Extracted data entries
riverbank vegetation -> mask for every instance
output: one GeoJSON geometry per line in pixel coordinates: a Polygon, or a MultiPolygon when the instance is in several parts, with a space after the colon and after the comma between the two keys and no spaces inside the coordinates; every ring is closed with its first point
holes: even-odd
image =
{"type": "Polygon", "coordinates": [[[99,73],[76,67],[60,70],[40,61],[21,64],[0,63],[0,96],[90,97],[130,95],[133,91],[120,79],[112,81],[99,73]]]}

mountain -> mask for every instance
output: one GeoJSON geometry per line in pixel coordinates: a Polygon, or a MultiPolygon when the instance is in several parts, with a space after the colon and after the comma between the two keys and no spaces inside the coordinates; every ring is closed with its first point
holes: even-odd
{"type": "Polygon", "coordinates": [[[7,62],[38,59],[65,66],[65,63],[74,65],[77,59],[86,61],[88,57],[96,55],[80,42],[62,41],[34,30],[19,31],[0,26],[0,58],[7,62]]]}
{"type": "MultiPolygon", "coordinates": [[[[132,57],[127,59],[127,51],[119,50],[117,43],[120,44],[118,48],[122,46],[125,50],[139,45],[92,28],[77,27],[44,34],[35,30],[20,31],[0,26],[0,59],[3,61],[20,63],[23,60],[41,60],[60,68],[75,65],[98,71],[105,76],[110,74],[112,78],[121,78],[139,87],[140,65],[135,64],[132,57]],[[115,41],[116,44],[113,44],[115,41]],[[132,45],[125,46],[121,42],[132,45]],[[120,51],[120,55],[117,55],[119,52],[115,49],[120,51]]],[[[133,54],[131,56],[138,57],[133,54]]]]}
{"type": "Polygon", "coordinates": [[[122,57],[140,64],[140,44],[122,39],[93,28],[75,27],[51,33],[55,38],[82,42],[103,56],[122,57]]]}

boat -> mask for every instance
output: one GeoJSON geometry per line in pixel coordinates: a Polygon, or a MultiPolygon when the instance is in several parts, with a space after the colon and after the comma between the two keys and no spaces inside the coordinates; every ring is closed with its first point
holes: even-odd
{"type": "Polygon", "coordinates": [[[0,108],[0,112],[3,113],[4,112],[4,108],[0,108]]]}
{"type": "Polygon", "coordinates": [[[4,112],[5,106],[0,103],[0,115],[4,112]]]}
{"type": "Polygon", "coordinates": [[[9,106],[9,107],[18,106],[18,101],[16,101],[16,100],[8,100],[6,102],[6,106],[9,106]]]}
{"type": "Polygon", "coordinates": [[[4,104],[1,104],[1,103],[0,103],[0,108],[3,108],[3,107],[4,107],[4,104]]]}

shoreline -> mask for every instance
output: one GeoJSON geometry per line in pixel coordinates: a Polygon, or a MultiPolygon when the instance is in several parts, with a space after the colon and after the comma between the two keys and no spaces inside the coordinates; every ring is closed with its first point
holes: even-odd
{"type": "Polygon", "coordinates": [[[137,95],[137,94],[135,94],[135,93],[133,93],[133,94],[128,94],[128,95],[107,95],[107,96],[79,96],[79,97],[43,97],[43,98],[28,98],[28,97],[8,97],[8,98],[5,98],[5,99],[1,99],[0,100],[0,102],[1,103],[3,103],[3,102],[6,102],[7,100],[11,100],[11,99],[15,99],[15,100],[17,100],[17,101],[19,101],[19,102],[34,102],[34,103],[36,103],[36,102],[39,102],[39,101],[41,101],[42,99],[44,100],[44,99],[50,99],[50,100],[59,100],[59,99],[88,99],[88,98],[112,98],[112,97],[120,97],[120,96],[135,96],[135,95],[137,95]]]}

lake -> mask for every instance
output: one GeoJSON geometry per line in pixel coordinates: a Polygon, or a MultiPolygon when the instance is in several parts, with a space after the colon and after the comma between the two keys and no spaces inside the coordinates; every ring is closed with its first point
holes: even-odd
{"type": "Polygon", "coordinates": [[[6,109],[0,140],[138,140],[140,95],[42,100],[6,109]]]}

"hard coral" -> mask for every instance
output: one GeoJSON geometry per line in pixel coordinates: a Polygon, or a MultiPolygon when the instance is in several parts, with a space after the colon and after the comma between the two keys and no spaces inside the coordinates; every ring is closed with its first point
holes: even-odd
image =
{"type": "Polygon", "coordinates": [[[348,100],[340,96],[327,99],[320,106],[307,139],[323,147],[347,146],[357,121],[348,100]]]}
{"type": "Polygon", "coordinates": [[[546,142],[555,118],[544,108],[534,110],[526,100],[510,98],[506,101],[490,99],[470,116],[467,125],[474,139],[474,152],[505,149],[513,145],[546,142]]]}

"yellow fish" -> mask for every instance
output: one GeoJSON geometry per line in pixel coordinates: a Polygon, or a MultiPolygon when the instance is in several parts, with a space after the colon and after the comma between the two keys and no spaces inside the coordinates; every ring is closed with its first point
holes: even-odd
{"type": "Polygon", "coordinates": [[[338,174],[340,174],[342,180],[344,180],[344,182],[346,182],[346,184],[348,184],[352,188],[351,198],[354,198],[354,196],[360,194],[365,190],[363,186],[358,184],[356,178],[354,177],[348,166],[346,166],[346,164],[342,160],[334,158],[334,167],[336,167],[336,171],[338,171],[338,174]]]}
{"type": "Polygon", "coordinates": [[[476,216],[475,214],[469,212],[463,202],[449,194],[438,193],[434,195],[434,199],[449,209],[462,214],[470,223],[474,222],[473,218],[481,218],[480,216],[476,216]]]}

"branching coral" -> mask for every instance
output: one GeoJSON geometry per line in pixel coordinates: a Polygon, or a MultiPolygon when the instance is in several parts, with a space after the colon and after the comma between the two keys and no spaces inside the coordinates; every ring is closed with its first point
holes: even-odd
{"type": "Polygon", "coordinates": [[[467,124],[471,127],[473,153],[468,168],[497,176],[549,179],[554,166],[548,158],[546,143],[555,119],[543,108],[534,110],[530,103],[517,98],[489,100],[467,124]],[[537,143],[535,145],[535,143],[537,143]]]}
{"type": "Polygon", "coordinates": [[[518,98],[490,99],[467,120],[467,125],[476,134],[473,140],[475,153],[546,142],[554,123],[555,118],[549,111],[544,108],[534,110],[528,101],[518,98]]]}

> TASK GOAL:
Please restate each record exactly as it reads.

> YOUR RESPONSE:
riverbank vegetation -> mask for every instance
output: one GeoJSON geometry per line in pixel coordinates: a Polygon, or a MultiPolygon when the instance is in several parts, with a space after the colon and after the comma between the two keys and no spaces inside the coordinates; every ring is closed with its first point
holes: even-odd
image =
{"type": "Polygon", "coordinates": [[[99,73],[76,67],[60,70],[40,61],[21,64],[0,63],[0,96],[90,97],[130,95],[133,91],[120,79],[112,81],[99,73]]]}

mountain -> mask for every instance
output: one GeoJSON geometry per line in pixel coordinates: a Polygon, or a MultiPolygon when the instance is in several parts, with a space after the colon and after the comma between the two keys and no spaces inside the coordinates; every ring is closed with its first point
holes: even-odd
{"type": "Polygon", "coordinates": [[[7,62],[38,59],[65,66],[65,63],[74,65],[77,59],[86,61],[88,57],[96,55],[80,42],[62,41],[34,30],[19,31],[0,26],[0,58],[7,62]]]}
{"type": "MultiPolygon", "coordinates": [[[[132,57],[127,59],[127,51],[119,50],[117,43],[120,44],[118,48],[122,46],[125,50],[139,45],[92,28],[77,27],[44,34],[35,30],[20,31],[0,26],[0,59],[3,61],[20,63],[23,60],[41,60],[60,68],[75,65],[98,71],[105,76],[110,74],[112,78],[121,78],[139,87],[140,65],[135,64],[132,57]],[[115,41],[116,44],[113,44],[115,41]],[[132,45],[125,46],[121,42],[132,45]],[[120,51],[120,55],[117,55],[119,52],[115,49],[120,51]]],[[[133,54],[131,56],[138,57],[133,54]]]]}
{"type": "Polygon", "coordinates": [[[122,57],[140,64],[140,44],[122,39],[93,28],[75,27],[51,33],[55,38],[82,42],[103,56],[122,57]]]}

boat -> mask for every instance
output: one GeoJSON geometry per line in pixel coordinates: a Polygon, or a MultiPolygon when the instance is in several parts, with a space after the colon and after the comma between the two keys and no spaces inside the coordinates; every ring is closed with its first point
holes: even-odd
{"type": "Polygon", "coordinates": [[[0,108],[0,112],[3,113],[4,112],[4,108],[0,108]]]}
{"type": "Polygon", "coordinates": [[[4,112],[5,106],[0,103],[0,115],[4,112]]]}
{"type": "Polygon", "coordinates": [[[9,106],[9,107],[18,106],[18,101],[16,101],[16,100],[8,100],[6,102],[6,106],[9,106]]]}
{"type": "Polygon", "coordinates": [[[4,104],[1,104],[1,103],[0,103],[0,108],[3,108],[3,107],[4,107],[4,104]]]}

shoreline -> mask for every instance
output: one GeoJSON geometry per line in pixel coordinates: a Polygon, or a MultiPolygon when the instance is in several parts, with a space after the colon and after the comma between the two keys and no spaces inside the coordinates; every ring is closed with its first point
holes: even-odd
{"type": "Polygon", "coordinates": [[[137,95],[137,94],[135,94],[135,93],[133,93],[133,94],[128,94],[128,95],[107,95],[107,96],[79,96],[79,97],[43,97],[43,98],[28,98],[28,97],[8,97],[8,98],[5,98],[5,99],[1,99],[0,100],[0,102],[1,103],[3,103],[3,102],[6,102],[7,100],[11,100],[11,99],[15,99],[15,100],[17,100],[17,101],[19,101],[19,102],[34,102],[34,103],[36,103],[36,102],[39,102],[39,101],[41,101],[42,99],[44,100],[44,99],[50,99],[50,100],[59,100],[59,99],[88,99],[88,98],[112,98],[112,97],[120,97],[120,96],[135,96],[135,95],[137,95]]]}

lake -> mask for every instance
output: one GeoJSON geometry per line in pixel coordinates: a Polygon, or a MultiPolygon when the instance is in several parts, with a space after the colon and after the comma between the two keys and no spaces inside the coordinates; every ring is closed with its first point
holes: even-odd
{"type": "Polygon", "coordinates": [[[6,109],[0,140],[138,140],[140,95],[42,100],[6,109]]]}

"hard coral" -> mask for every instance
output: one GeoJSON geometry per line in pixel coordinates: a Polygon, or a MultiPolygon when the instance is in several parts, with a space after the colon and after the comma between the two keys and no spaces inside the coordinates; every ring is closed with its first point
holes: even-odd
image =
{"type": "Polygon", "coordinates": [[[348,100],[340,96],[327,99],[320,106],[307,139],[323,147],[347,146],[357,121],[348,100]]]}
{"type": "Polygon", "coordinates": [[[546,142],[555,118],[544,108],[534,110],[526,100],[510,98],[506,101],[490,99],[470,116],[467,125],[474,139],[474,152],[505,149],[513,145],[546,142]]]}

"yellow fish" -> mask for every instance
output: one GeoJSON geometry per line in pixel coordinates: a Polygon, or a MultiPolygon when the instance is in several parts, with a space after the colon and after the comma between the two keys and no spaces inside the coordinates; every ring is closed with its first point
holes: even-odd
{"type": "Polygon", "coordinates": [[[338,174],[340,174],[342,180],[344,180],[344,182],[346,182],[346,184],[348,184],[352,188],[351,198],[354,198],[354,196],[360,194],[365,190],[363,186],[358,184],[356,178],[354,177],[348,166],[346,166],[346,164],[342,160],[334,158],[334,167],[336,167],[336,171],[338,171],[338,174]]]}
{"type": "Polygon", "coordinates": [[[476,216],[475,214],[469,212],[463,202],[449,194],[438,193],[434,195],[434,199],[449,209],[462,214],[470,223],[474,222],[473,218],[481,218],[480,216],[476,216]]]}

"branching coral" -> mask for every instance
output: one GeoJSON geometry per line in pixel coordinates: a Polygon, or a MultiPolygon when the instance is in several parts, with a space after the colon and after the comma between the two keys and no spaces inside the coordinates; every ring is closed with its first point
holes: even-odd
{"type": "Polygon", "coordinates": [[[467,124],[471,127],[473,153],[468,168],[497,176],[549,179],[554,166],[548,158],[546,143],[555,119],[543,108],[534,110],[530,103],[517,98],[489,100],[467,124]],[[537,143],[535,145],[535,143],[537,143]]]}
{"type": "Polygon", "coordinates": [[[518,98],[490,99],[467,120],[467,125],[476,134],[473,140],[475,153],[546,142],[554,123],[555,118],[549,111],[544,108],[534,110],[528,101],[518,98]]]}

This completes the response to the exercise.